## What you have to do
Write out, exactly as they appear, only the lines running from the line with "like x=399, y=84." to the final line of the listing; include both.

+===+

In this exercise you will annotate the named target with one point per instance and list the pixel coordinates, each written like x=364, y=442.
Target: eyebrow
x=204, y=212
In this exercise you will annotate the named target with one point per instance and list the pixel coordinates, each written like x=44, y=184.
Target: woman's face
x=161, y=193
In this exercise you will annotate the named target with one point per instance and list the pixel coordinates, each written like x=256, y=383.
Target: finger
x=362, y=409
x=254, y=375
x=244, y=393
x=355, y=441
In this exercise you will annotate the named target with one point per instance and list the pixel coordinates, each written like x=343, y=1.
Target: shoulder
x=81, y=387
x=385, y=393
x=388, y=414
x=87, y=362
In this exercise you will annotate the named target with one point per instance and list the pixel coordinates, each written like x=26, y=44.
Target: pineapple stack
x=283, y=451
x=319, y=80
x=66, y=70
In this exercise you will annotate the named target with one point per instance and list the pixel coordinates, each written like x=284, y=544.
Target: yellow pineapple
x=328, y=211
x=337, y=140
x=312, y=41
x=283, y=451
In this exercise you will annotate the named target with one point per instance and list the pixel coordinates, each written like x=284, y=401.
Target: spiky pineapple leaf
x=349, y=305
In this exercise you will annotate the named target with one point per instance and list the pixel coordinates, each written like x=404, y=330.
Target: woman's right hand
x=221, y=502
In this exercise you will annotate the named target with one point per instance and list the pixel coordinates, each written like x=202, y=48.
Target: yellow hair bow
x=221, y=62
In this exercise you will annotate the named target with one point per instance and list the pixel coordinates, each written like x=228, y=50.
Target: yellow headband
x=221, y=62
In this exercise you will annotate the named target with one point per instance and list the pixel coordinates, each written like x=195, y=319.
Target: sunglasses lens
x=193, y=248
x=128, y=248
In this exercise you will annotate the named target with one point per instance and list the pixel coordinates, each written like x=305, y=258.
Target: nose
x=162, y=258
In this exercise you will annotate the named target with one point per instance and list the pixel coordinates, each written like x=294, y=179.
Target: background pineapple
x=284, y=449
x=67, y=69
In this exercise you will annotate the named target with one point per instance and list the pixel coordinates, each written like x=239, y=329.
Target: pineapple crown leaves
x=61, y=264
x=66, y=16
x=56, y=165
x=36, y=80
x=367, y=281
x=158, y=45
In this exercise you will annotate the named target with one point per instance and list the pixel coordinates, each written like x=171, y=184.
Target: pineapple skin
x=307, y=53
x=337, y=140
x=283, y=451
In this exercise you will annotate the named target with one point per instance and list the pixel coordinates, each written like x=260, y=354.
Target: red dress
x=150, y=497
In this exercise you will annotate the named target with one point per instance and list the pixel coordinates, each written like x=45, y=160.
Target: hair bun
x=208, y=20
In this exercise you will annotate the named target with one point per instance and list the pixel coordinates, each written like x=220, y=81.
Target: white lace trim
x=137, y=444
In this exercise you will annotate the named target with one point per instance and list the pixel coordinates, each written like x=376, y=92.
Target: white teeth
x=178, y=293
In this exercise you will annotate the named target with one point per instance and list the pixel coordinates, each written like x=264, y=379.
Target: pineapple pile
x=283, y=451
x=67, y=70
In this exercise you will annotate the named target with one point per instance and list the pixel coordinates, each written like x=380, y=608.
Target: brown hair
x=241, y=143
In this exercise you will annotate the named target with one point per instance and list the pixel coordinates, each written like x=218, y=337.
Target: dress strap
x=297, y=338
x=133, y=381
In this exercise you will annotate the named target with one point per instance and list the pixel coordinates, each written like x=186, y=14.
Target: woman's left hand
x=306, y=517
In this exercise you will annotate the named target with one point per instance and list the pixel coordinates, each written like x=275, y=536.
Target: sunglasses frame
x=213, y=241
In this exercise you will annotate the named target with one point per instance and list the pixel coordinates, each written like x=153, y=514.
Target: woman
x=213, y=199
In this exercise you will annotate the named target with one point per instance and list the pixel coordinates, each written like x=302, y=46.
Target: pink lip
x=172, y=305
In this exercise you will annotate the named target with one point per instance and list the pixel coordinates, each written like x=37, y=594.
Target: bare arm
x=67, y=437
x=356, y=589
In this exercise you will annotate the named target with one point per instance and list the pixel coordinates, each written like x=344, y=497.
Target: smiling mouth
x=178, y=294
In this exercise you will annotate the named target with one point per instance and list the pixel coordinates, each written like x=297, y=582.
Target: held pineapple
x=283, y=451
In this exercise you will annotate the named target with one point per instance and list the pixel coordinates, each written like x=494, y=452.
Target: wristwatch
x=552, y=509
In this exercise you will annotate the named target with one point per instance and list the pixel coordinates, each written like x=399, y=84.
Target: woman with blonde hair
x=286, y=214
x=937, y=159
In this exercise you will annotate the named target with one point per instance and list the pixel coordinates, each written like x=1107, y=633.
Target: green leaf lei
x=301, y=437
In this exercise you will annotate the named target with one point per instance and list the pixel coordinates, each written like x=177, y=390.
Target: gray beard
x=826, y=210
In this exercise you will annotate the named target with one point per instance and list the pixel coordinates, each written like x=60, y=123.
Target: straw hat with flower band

+===+

## Reply to the task
In this exercise you will annotate the named target with one point per instance and list the pixel coordinates, each written like x=399, y=84.
Target: woman with blonde hair
x=286, y=214
x=937, y=159
In this exercise you will annotate the named target with one point per instance and list the pixel coordinates, each written like x=1107, y=633.
Target: green leaf lei
x=301, y=437
In this exercise you will annotate the named target with one point per instance and list the pixel coordinates, each written like x=177, y=390.
Target: gray beard
x=826, y=210
In this exercise you will annotate the named target with one point per instance and list the pixel coordinates, each written like x=60, y=123.
Target: straw hat with flower band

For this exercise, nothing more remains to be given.